Data shown:
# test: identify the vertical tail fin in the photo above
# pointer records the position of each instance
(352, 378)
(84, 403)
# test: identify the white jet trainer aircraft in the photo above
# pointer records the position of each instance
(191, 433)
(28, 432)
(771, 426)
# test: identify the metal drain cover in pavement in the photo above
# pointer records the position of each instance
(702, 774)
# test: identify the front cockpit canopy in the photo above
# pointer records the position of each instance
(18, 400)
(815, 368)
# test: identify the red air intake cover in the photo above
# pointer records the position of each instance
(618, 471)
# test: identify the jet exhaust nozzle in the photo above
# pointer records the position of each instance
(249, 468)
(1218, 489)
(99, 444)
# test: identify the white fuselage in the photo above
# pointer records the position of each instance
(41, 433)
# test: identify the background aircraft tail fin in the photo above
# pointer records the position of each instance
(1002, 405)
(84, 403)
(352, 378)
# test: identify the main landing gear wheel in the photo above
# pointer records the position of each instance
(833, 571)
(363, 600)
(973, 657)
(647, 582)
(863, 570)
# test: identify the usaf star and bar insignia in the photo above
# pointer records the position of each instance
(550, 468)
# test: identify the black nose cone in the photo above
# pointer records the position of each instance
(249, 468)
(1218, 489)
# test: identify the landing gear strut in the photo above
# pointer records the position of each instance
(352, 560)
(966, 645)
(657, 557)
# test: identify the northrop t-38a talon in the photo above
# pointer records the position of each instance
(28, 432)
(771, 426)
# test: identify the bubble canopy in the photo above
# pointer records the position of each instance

What you need to do: Rewrite the listing above with "instance" changed to "occurrence" everywhere it appears, leaving all other text untouched.

The completed task:
# test: identify the vertical tail fin in the photo above
# pointer records the position of each occurrence
(352, 378)
(84, 403)
# test: identify the white jet trainer aircraft in the photo above
# pointer records the position of each occurrence
(191, 433)
(28, 432)
(771, 426)
# test: identify the metal drain cover in pavement in the photo above
# pointer records the position of each occurrence
(702, 774)
# test: identify the front cockpit canopy in the photo above
# pointer records the position of each occurrence
(18, 400)
(815, 368)
# test: identify the red air intake cover in the photo above
# pointer records the position of each occurrence
(618, 471)
# test: identify the jet exhaust nozzle in the photo above
# pointer records the position of each occurrence
(249, 468)
(1218, 489)
(99, 444)
# test: identify the white fuselage in the photo above
# pointer records the position of each occurrence
(41, 433)
# test: identify the background aircraft tail fin in the photo above
# pointer records the position of each occurrence
(1002, 405)
(84, 403)
(352, 378)
# test: identify the main landing gear wheel in the photo above
# pointer records the position of each occurrence
(833, 571)
(363, 600)
(973, 657)
(647, 582)
(863, 570)
# test: identify the usaf star and bar insignia in the photo above
# pointer records the position of each occurrence
(550, 468)
# test: identify the black nose cone in the photo above
# pointer records the position of each occurrence
(249, 468)
(1218, 489)
# test: identify the landing gear strut in the photo above
# pointer records the position of each occurrence
(352, 560)
(966, 645)
(657, 557)
# test: identify the northrop t-38a talon in the photo above
# pointer records the position of each occurrence
(28, 432)
(771, 426)
# test: identify the bubble canopy in the photo above
# pointer records the position of each occurrence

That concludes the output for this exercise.